*DOCUMENT:*
District Heating Market Analysis by Mordor Intelligence
The district heating market size stands at USD 53.46 billion in 2025 and is forecast to reach USD 57.84 billion by 2030, expanding at a 1.59% CAGR. Behind this modest headline number, the district heating market is undergoing a structural realignment toward lower-temperature networks, waste-heat recovery and digital optimization. Demand is rising as data-center heat reuse projects, clean-heat regulations and industrial electrification converge, while traditional combined heat and power (CHP) assets search for new revenue models. Natural-gas reliance remains high, yet incremental gains from biomass, geothermal and solar are changing asset-planning priorities. Competitive intensity is moderate because municipal utilities, private operators and specialist energy-service companies coexist, each shaping investment cycles according to local policy signals and capital-cost profiles.

*PROBLEM DETAILS:*
Carry on the district heating market analysis after its last sentence, in the same style.

*GIVEN RECORDS:*
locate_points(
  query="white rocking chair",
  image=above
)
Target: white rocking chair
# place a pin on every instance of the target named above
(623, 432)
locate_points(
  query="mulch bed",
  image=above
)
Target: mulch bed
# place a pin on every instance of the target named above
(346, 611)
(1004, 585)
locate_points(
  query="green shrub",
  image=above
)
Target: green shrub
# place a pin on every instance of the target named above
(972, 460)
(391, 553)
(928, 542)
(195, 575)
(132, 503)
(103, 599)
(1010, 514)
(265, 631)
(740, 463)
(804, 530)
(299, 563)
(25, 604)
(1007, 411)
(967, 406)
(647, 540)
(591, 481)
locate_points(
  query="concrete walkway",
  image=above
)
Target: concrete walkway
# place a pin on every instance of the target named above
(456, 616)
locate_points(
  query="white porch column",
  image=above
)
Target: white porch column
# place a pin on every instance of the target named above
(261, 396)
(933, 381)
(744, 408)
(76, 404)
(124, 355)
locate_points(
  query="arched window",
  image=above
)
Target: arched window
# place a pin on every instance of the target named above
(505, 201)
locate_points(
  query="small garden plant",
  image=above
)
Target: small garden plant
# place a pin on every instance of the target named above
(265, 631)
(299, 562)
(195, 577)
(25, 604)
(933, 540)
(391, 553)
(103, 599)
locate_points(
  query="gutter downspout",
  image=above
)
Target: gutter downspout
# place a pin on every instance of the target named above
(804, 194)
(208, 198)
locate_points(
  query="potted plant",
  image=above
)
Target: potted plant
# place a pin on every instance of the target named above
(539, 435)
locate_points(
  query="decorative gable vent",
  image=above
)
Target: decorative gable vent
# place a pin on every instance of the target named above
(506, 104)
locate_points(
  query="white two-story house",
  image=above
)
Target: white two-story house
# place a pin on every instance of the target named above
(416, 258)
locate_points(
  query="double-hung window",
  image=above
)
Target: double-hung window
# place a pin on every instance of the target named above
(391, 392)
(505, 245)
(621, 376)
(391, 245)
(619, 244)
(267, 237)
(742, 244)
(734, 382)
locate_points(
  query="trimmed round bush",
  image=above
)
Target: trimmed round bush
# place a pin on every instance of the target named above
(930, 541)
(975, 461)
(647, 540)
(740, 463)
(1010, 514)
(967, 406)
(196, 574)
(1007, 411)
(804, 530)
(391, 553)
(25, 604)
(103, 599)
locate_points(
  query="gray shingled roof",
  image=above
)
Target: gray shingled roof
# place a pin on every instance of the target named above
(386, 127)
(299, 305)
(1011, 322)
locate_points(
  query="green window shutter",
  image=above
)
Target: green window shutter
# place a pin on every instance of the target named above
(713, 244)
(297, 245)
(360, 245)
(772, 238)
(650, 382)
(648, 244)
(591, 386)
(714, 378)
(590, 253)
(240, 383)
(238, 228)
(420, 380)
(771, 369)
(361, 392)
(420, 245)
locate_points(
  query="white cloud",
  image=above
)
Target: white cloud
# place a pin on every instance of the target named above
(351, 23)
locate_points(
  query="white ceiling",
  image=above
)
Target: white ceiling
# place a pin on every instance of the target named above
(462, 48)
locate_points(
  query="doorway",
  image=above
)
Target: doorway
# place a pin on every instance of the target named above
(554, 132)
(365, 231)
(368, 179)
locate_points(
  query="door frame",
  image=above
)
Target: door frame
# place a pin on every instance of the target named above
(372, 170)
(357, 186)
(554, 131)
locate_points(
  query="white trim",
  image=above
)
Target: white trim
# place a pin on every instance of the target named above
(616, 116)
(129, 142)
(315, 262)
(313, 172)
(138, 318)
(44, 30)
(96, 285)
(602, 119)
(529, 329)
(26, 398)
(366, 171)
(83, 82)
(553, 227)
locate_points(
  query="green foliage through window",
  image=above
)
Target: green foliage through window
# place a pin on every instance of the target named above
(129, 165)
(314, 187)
---
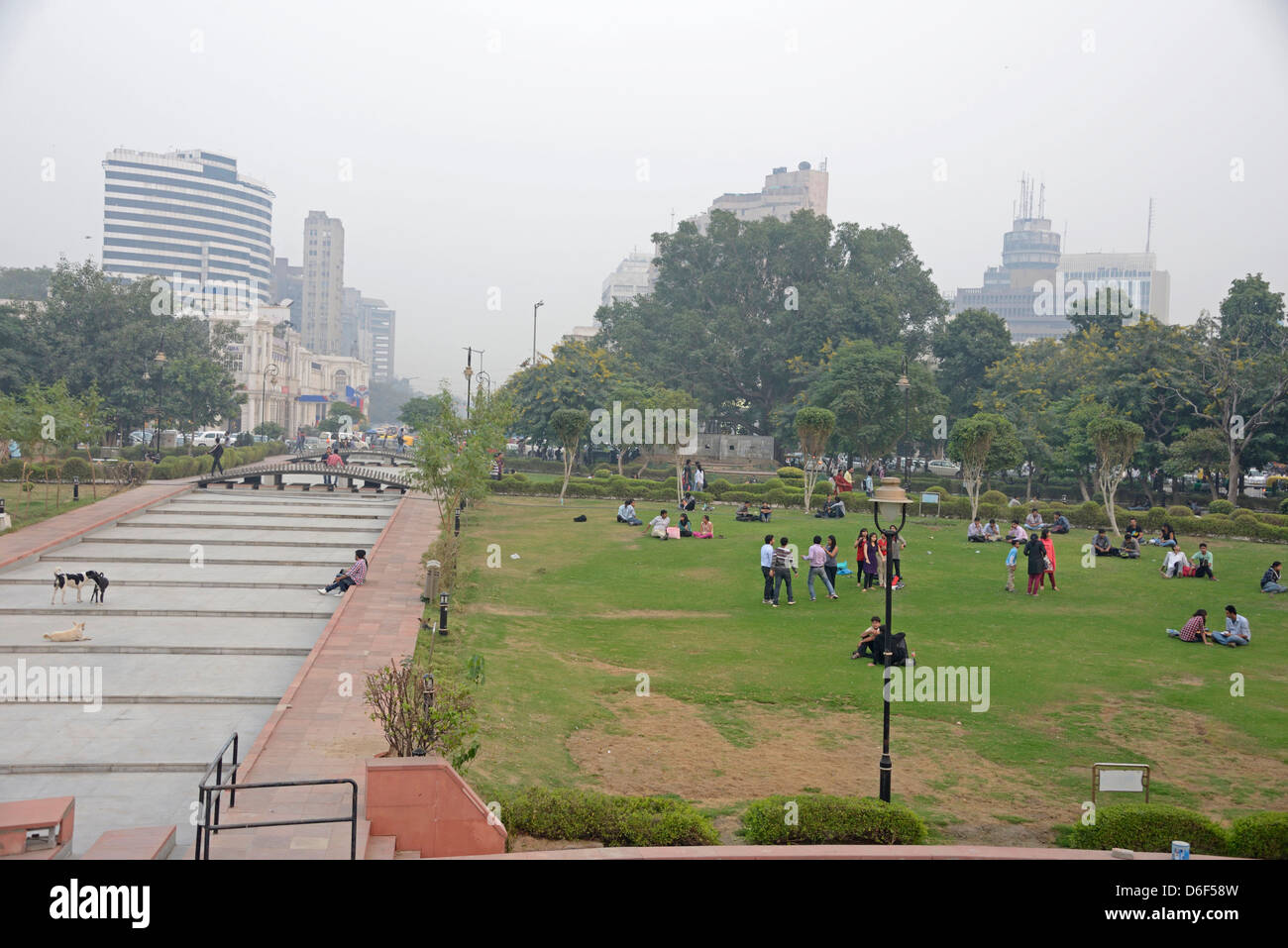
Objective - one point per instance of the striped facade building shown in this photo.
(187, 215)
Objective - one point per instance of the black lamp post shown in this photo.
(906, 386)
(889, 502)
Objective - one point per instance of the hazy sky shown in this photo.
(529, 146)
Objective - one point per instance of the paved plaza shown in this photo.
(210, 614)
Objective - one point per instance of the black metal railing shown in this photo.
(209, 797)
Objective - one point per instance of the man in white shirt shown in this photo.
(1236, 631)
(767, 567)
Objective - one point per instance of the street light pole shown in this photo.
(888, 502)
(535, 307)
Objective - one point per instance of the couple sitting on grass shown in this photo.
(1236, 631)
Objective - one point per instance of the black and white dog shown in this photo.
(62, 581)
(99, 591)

*TASK OUTPUT:*
Key Report Takeaways
- By plant type, CHP plants led with 62% of the district heating market share in 2024, while waste-heat recovery units are projected to post the fastest 4.8% CAGR through 2030.
- By heat source, natural gas accounted for 44.8% of the district heating market size in 2024; renewables are expected to expand at a 5.7% CAGR to 2030.
- By application, the residential segment held 54.2% of the district heating market size in 2024, whereas the industrial segment is set to grow at a 2.6% CAGR through 2030.
- By geography, Europe dominated the district heating market with the largest revenue share in 2024, and Asia-Pacific is forecast to register the quickest growth rate to 2030.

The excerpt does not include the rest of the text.